"""
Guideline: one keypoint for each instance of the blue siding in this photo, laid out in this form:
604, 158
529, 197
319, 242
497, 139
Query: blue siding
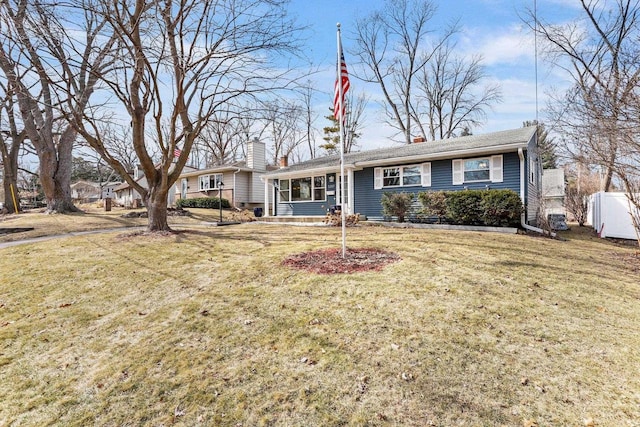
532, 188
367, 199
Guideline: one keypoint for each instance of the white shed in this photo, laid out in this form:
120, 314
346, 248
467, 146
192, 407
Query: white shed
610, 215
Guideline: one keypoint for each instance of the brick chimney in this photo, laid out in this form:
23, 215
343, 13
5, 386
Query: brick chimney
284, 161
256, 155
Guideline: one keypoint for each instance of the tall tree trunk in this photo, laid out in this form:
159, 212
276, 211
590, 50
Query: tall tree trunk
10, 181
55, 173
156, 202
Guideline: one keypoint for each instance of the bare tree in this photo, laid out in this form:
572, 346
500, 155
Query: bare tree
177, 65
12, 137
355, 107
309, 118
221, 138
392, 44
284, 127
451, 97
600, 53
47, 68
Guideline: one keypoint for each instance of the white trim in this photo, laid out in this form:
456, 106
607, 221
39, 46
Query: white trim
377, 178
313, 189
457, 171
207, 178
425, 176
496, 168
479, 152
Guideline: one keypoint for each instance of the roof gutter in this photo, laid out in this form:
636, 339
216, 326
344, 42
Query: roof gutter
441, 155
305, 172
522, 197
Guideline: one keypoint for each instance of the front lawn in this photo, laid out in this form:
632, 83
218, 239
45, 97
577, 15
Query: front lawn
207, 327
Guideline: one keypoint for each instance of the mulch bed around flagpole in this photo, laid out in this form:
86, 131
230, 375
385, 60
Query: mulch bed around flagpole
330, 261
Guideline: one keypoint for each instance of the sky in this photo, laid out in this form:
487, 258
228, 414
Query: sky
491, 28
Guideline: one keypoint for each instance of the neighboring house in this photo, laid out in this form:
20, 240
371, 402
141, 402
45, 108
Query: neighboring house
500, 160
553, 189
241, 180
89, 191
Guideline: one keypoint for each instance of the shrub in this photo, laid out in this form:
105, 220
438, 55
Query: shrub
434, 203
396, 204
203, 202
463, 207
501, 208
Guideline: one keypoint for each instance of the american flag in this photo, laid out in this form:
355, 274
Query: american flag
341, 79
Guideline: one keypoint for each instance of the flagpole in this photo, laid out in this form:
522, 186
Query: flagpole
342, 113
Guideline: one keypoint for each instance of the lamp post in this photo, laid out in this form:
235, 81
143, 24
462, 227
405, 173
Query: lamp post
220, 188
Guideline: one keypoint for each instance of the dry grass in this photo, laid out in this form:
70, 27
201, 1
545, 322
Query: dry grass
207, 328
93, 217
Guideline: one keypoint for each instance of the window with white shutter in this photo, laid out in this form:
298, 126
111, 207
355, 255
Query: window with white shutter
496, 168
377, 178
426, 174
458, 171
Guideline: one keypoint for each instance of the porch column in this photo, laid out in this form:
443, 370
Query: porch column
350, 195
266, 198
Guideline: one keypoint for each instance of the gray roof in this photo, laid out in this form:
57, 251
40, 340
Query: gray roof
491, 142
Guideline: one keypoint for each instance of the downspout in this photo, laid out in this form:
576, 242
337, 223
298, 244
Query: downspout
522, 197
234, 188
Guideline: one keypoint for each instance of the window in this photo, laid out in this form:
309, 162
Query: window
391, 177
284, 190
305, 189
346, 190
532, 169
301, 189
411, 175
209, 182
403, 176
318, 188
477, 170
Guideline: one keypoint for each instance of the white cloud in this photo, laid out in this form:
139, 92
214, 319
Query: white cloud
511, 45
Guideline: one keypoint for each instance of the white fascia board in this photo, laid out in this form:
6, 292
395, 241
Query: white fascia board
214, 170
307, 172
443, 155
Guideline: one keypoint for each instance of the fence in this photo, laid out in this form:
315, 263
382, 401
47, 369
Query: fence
"""
● **Task goal**
When you copy the data above, reproduce each line exactly and skip every image.

● **Response area**
Guideline: one keypoint for each instance of the blue siding in this photo, laid out in this form:
604, 158
529, 197
319, 242
497, 139
Query: blue siding
532, 188
367, 199
Guideline: one keypoint for each instance of the white shed in this photo, laid out in this form:
120, 314
346, 248
467, 146
192, 407
Query: white shed
610, 215
Guideline: one keypoint for each instance of the brick chimney in this photo, laid out in this form:
23, 215
343, 13
5, 386
Query: brick chimney
284, 161
256, 155
Guideline: one keypoint for each instance of the tall tree trunk in this photo, laid out in this form:
159, 212
276, 211
590, 50
Query: tall tree trunk
10, 181
55, 173
156, 202
Guideline: one keypoint for each instance of the bare tree in this photo, laid out in this form:
572, 346
500, 155
Query: bare tree
177, 65
12, 137
355, 107
309, 118
221, 138
392, 44
284, 127
451, 97
600, 53
47, 68
Guideline: one keypoint for each instance of the white trim in this photo, laid out in this form:
456, 106
607, 221
39, 46
Query: white trim
377, 178
313, 189
457, 171
207, 178
425, 176
496, 168
479, 152
Guideline: one keypoint for each instance of the roof gutter in this photo, laid out in this form:
636, 339
216, 326
344, 42
Query: roof gutter
441, 155
305, 172
522, 197
Guideline: one keypoint for each instance of the front lawn in this photo, laid out in this form:
632, 83
218, 239
45, 97
577, 15
Query: front lawn
207, 327
Guideline: one keypoint for each instance of the mulch bed around flagpole in this photo, laid out in this form:
86, 131
230, 375
385, 60
Query: mulch bed around flagpole
330, 261
Guideline: one keypoint for each instance of the sky in this photo, laid out in this form:
487, 258
228, 414
Query: sky
491, 28
Guideline: one keypoint for each instance of the neighboring house in this photo, laid out in this form:
20, 240
371, 402
141, 402
45, 108
Query: neighboring house
500, 160
553, 189
241, 180
89, 191
Guideline: one keypoint for each instance of the shrub in this photo, laid out in this form:
105, 220
438, 55
Query: shrub
434, 203
396, 204
203, 202
463, 207
501, 208
Guideline: one keypoint for each instance of the american flag in this photo, laid out in this form:
355, 274
Query: american flag
341, 79
Guideline: one keypoint for each instance of the flagpole in this photo, laid out in this form:
522, 186
Query: flagpole
342, 113
Guideline: one keypoint for each instance of the lamp post in this photo, laid out in this form:
235, 81
143, 24
462, 227
405, 173
Query: lamp post
220, 188
Guideline: one keypoint for each instance of the dry grass in this photo, laid out in this form:
70, 27
201, 1
545, 322
Query: dry grass
207, 328
93, 217
Guideline: one keypoint for each instance of the window with white shutter in this photo, laid out in this form:
298, 126
111, 207
355, 255
Query: window with white shutter
496, 168
377, 178
426, 174
458, 171
Guideline: one keypoint for each instance of the porch column in this photo, laid out in this form:
443, 370
Query: porch column
350, 195
266, 198
Guideline: one keypoint for each instance of the gray roof in this photo, laid out in this form:
57, 251
40, 340
Query: gray roof
491, 142
Guideline: one keypoint for each instance of the downspout in this photo, laid out in this form:
576, 242
337, 223
298, 244
Query: downspout
522, 197
234, 188
Guideline: one keypoint for each instance of the window in this photo, laid out in this form:
309, 162
Query: window
391, 177
284, 190
305, 189
346, 190
532, 169
301, 189
411, 175
209, 182
403, 176
318, 188
477, 170
Guideline: one keypoint for each instance of the white cloud in this photo, laid out in this form:
139, 92
214, 319
Query: white cloud
511, 45
Guideline: one keypoint for each instance of the white fascia board in this photo, laid out in this form:
6, 292
395, 241
Query: white fascia board
214, 170
307, 172
443, 155
Guideline: one keypoint for each instance of the fence in this photo, laid out in this form:
315, 263
382, 401
47, 369
Query: fence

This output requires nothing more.